● WORK REQUIRED
Report each line of the data below in which "once" appears.

● SUPPLIED MATERIAL
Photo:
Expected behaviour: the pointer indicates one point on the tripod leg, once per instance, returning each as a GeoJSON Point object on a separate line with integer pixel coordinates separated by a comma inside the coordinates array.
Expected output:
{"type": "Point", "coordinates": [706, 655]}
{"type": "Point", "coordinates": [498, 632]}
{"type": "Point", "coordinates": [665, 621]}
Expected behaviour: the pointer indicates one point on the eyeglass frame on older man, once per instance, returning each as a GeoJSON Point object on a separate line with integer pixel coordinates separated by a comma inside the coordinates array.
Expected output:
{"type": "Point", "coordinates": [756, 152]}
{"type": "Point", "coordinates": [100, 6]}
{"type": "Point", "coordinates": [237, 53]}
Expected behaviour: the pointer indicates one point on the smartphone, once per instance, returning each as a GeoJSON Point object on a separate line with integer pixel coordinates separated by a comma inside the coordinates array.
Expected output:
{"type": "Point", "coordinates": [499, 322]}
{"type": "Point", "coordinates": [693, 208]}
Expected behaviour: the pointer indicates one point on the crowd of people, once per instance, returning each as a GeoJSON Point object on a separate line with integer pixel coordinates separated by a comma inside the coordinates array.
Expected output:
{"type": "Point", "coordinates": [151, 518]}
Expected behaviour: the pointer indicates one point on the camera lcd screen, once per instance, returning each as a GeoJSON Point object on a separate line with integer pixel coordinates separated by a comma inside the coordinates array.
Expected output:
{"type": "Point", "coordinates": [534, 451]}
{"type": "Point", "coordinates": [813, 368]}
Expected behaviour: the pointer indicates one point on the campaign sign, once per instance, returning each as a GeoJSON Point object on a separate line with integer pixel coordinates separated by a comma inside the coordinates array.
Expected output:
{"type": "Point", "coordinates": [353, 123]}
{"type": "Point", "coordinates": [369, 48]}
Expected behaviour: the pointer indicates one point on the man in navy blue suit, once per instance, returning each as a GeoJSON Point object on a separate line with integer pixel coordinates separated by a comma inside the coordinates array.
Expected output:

● TASK RESULT
Expected behaviour: the pointer indicates one point on the tripod leg, once per instance, returning each as a GeoJSON Point object on a separate line with integer pixel coordinates separated by a comma inside the coordinates array.
Expected behaviour: the pointer indicates one point on the eyeglass frame on older man, once per instance, returning each as a GeoJSON Point object on a separate line with integer pixel coordinates separated by a comma inside the coordinates array.
Expected behaviour: the pointer indicates one point on the smartphone, once per instance, returning each as a GeoJSON Point object on a separate line with integer pixel coordinates separated by a comma inside the coordinates array.
Expected behaviour: the pointer indicates one point on the crowd of people, once per instance, returning each as a GeoJSON Point object on a separate line with integer pixel coordinates separated by a comma inside the coordinates array.
Expected behaviour: the pointer indicates one point on the camera lcd screen, once per instance, returning each as a GeoJSON Point object on a separate line with integer pixel coordinates separated by a comma inside the coordinates array.
Expected behaviour: the pointer indicates one point on the campaign sign, once per instance, returning each as a GeoJSON Point object on a separate line with integer pixel coordinates separated by a comma inside the coordinates array.
Expected behaviour: the pointer indicates one point on the man in navy blue suit, once per instance, returning each as a GeoJSON Point object on a separate line with integer pixel coordinates separated by a comma inside the coordinates array.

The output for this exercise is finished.